# Testo del documento
★ ★ ★ ★ ★ ★ ★

Pergola, "Un devastante luna park eolico sulle nostre colline"


dal network Squola

Che l’amministrazione Borri avesse poca dimestichezza con la Costituzione Italiana lo abbiamo sperimentato sulla nostra pelle e sulle nostre fedine penali. Non ci attendevamo quindi che nessuno dei nostri amministratori si fosse spinto fino alla lettura del secondo comma dell’articolo 9 “La Repubblica (…) tutela il paesaggio e il patrimonio storico e artistico della Nazione”.

Ed era abbastanza evidente fin dall’inizio del suo mandato pieno, quando ad una settimana dal voto amministrativo, contro ogni raccomandazione dell’ANCI, garantì i cavatori della Buzzi Unicem, con un svincolo per qualche centinaio di migliaia di metri cubi di breccia. Non era che l’inizio.

Ripulita l’anima in chiave ambientalista con una conversione (ambigua e latitante..) stile “via di Damasco” in funzione evidentemente elettorale, l’opaca amministrazione si è distinta per autorizzazioni e piani edilizi strutturati sui più audaci desideri di costruttori. Fortunatamente la crisi economica e immobiliare in particolare, hanno stoppato le devastazioni.
Ammettiamo che Borri e co. sono in buona compagnia. Se non fosse per l’arroganza, la chiusura e la scarsa trasparenza, potremmo far rientrare tranquillamente la giunta pergolese nella malapolitica che fa da padrone nelle nostre tristi terre.
Terre dove i cavatori scrivono la legge regionale sulle attività estrattiva, l’API il piano regionale energia, i partiti di governo locale cedono la gestione di vitali servizi pubblici a multi servizi di proprietà di altri enti locali dello stesso colore. Conta solo far girare il denaro. La capannonizzazione selvaggia della valcesano (riconoscibile per i caratteristici cartelli “vendesi o affittasi”), le devastanti giostre pseudosciistiche sull’autodromo in cui hanno trasformato il monte Catria, il proliferare di seconda, terza, quarta casa, lo spuntare di strade, autostrade, superstrade ed elettrodotti.
Per la rielezione conta una sola cosa: far girare denaro ed assicurarsi favori. In maniera legale, para-legale, illegale. E la crisi non aiuta.

Rimpiangiamo le visionarie intuizioni di Sir Keynes (l’idea di un intervento pubblico in funzione anticongiunturale pagando dei lavoratori che scavano buche..e altri che le riempiono).

★ ★ ★ ★ ★ ★ ★

# Dati forniti

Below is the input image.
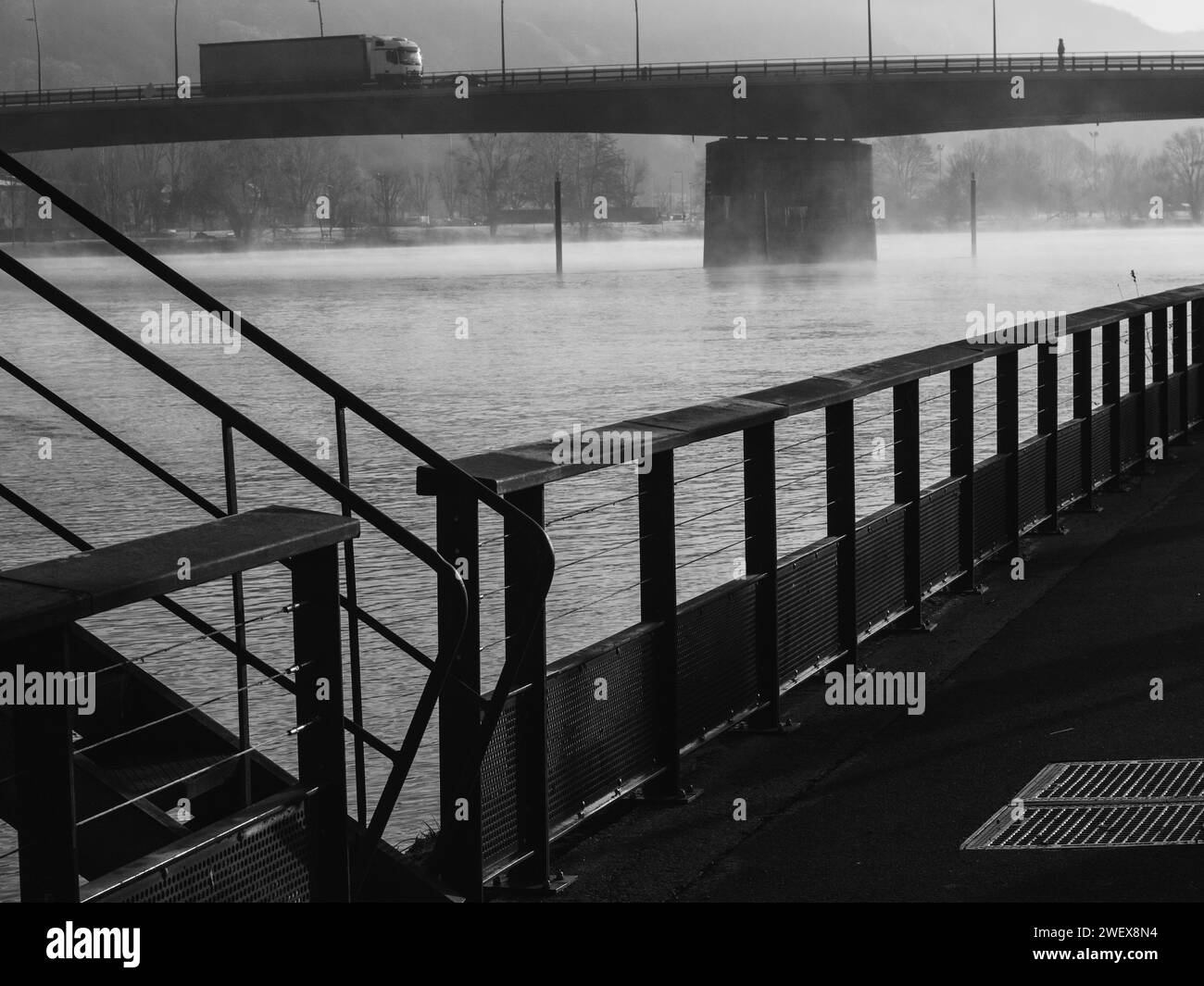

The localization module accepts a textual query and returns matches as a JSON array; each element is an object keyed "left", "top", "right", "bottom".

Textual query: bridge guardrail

★ ★ ★ ★ ★ ★ ★

# Consegna
Per ciascuna affermazione, indica se concorda con l'articolo su Pergola rispondendo sì o no e citando alla lettera le parole del testo che lo stabiliscono: (a) la crisi economica e immobiliare ha fermato le devastazioni; (b) l'articolo richiama il primo comma dell'articolo 9 della Costituzione; (c) secondo l'articolo, la crisi aiuta. Il materiale non ha alcun ruolo in questo esercizio.

# Risposta
(a) Sì: «Fortunatamente la crisi economica e immobiliare in particolare, hanno stoppato le devastazioni.»
(b) No: «secondo comma dell’articolo 9»
(c) No: «E la crisi non aiuta.»